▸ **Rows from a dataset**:
-*-*-
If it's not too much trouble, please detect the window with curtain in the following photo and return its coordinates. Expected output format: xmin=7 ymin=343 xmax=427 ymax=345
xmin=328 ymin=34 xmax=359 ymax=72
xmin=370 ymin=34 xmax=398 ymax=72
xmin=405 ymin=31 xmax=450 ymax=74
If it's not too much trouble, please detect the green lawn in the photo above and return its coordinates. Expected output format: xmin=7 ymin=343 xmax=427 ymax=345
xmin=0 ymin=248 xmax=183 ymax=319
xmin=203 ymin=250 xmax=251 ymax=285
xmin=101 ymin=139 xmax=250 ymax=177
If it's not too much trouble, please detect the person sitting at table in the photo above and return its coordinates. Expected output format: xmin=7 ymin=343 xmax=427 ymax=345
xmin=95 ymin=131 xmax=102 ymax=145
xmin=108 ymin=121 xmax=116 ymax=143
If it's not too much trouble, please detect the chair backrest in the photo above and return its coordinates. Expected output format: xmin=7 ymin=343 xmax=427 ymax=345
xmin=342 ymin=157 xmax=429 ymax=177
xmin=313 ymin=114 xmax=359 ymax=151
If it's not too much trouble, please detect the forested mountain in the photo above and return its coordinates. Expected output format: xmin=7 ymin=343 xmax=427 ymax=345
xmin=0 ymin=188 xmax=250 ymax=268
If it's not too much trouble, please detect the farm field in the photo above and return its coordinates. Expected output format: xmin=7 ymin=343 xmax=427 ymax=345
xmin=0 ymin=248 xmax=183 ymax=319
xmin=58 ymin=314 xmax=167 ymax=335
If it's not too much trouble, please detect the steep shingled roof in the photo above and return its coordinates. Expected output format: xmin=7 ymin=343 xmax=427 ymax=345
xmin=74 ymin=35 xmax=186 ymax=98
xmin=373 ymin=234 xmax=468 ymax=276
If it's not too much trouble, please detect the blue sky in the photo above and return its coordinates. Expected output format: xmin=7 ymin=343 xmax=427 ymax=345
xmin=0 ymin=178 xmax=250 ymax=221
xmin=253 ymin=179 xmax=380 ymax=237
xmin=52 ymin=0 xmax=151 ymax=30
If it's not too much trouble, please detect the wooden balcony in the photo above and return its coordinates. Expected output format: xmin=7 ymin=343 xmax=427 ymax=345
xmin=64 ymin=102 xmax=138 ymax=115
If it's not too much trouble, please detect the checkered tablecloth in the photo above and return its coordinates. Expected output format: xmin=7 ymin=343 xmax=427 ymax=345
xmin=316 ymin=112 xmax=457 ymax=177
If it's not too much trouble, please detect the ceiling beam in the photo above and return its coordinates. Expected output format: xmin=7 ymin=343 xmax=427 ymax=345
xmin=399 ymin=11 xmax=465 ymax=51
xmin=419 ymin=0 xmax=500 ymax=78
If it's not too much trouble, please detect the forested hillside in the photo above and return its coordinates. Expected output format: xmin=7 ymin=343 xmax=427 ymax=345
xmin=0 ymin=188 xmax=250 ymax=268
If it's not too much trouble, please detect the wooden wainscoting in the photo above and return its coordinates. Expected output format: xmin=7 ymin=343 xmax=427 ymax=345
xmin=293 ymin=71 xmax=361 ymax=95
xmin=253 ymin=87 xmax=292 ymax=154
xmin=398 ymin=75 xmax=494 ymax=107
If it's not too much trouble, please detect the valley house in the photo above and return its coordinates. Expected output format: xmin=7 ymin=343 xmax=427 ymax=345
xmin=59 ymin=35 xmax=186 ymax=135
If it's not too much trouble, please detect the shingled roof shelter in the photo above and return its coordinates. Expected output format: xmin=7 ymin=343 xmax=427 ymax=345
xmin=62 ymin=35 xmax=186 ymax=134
-*-*-
▸ **YOUR TASK**: Recast the rows above as a two-column CSV with the header instruction,response. Give each row one line, with its text under instruction and its answer under response. Place each value in double quotes and replace every line break with a single space.

▸ **EXPECTED ANSWER**:
instruction,response
"If it's not too much trouble, please detect the window with curtain in the following photo and return its coordinates. Expected output format: xmin=7 ymin=343 xmax=427 ymax=345","xmin=328 ymin=34 xmax=359 ymax=72 xmin=370 ymin=34 xmax=398 ymax=72 xmin=405 ymin=31 xmax=450 ymax=74"
"If it's not too much trouble, please detect the green lawn in the photo above and return its coordinates. Expected output format: xmin=7 ymin=343 xmax=427 ymax=345","xmin=0 ymin=248 xmax=183 ymax=319 xmin=203 ymin=250 xmax=251 ymax=285 xmin=101 ymin=139 xmax=250 ymax=177"
"If it's not too much trouble, please detect the person sitting at table in the photo above and return its coordinates. Expected output format: xmin=7 ymin=343 xmax=427 ymax=345","xmin=95 ymin=131 xmax=102 ymax=145 xmin=108 ymin=121 xmax=116 ymax=143"
"If it's not too much trouble, please detect the chair backrest in the photo above and return its coordinates. Expected output format: xmin=7 ymin=343 xmax=427 ymax=345","xmin=342 ymin=157 xmax=429 ymax=177 xmin=313 ymin=114 xmax=359 ymax=151"
"If it's not too much trouble, please detect the forested mountain in the photo above and return its coordinates. Expected output format: xmin=7 ymin=343 xmax=427 ymax=345","xmin=0 ymin=188 xmax=250 ymax=268"
"If it's not too much trouble, please detect the farm field in the photo above and return its coordinates. Expected output format: xmin=7 ymin=343 xmax=427 ymax=345","xmin=0 ymin=248 xmax=183 ymax=319 xmin=58 ymin=314 xmax=167 ymax=335"
"If it's not too much trouble, please detect the steep shingled roof in the photo above and return its coordinates. Expected output format: xmin=7 ymin=343 xmax=427 ymax=345","xmin=74 ymin=35 xmax=186 ymax=98 xmin=373 ymin=234 xmax=468 ymax=276"
"If it's not too much trouble, please detect the blue sky in the photo above and return its coordinates. Expected output format: xmin=7 ymin=343 xmax=427 ymax=345","xmin=0 ymin=178 xmax=250 ymax=221 xmin=253 ymin=179 xmax=380 ymax=237 xmin=52 ymin=0 xmax=151 ymax=30"
"If it's not too much trouble, please detect the wooden balcony in the photo above and return its coordinates. Expected output format: xmin=7 ymin=343 xmax=427 ymax=345","xmin=64 ymin=102 xmax=138 ymax=115"
"If it's not too much trouble, please detect the checkered tablecloth in the photo above and return its coordinates. Expected output format: xmin=7 ymin=343 xmax=427 ymax=345","xmin=316 ymin=112 xmax=457 ymax=177"
"If it's not too much trouble, please detect the ceiling beam in the photo above and return its coordinates. Expected output format: xmin=7 ymin=343 xmax=427 ymax=345","xmin=399 ymin=11 xmax=465 ymax=51 xmin=419 ymin=0 xmax=500 ymax=78"
"If it's not too much trouble, please detect the forested hillside in the photo above and return its coordinates. Expected output format: xmin=7 ymin=343 xmax=427 ymax=345","xmin=0 ymin=188 xmax=250 ymax=268"
"If it's not too much trouble, please detect the wooden wainscoting in the photo above and return its coordinates. Expected output format: xmin=7 ymin=343 xmax=427 ymax=345","xmin=293 ymin=71 xmax=361 ymax=95 xmin=253 ymin=87 xmax=292 ymax=154 xmin=398 ymin=75 xmax=494 ymax=107"
"If it's not too much trouble, please detect the valley house in the photo above and return its coordinates. Expected output format: xmin=7 ymin=343 xmax=427 ymax=345","xmin=59 ymin=35 xmax=186 ymax=135"
"If it's not too much trouble, please detect the shingled roof shelter in the photo above and return its coordinates. Expected output format: xmin=7 ymin=343 xmax=427 ymax=345","xmin=62 ymin=35 xmax=186 ymax=134"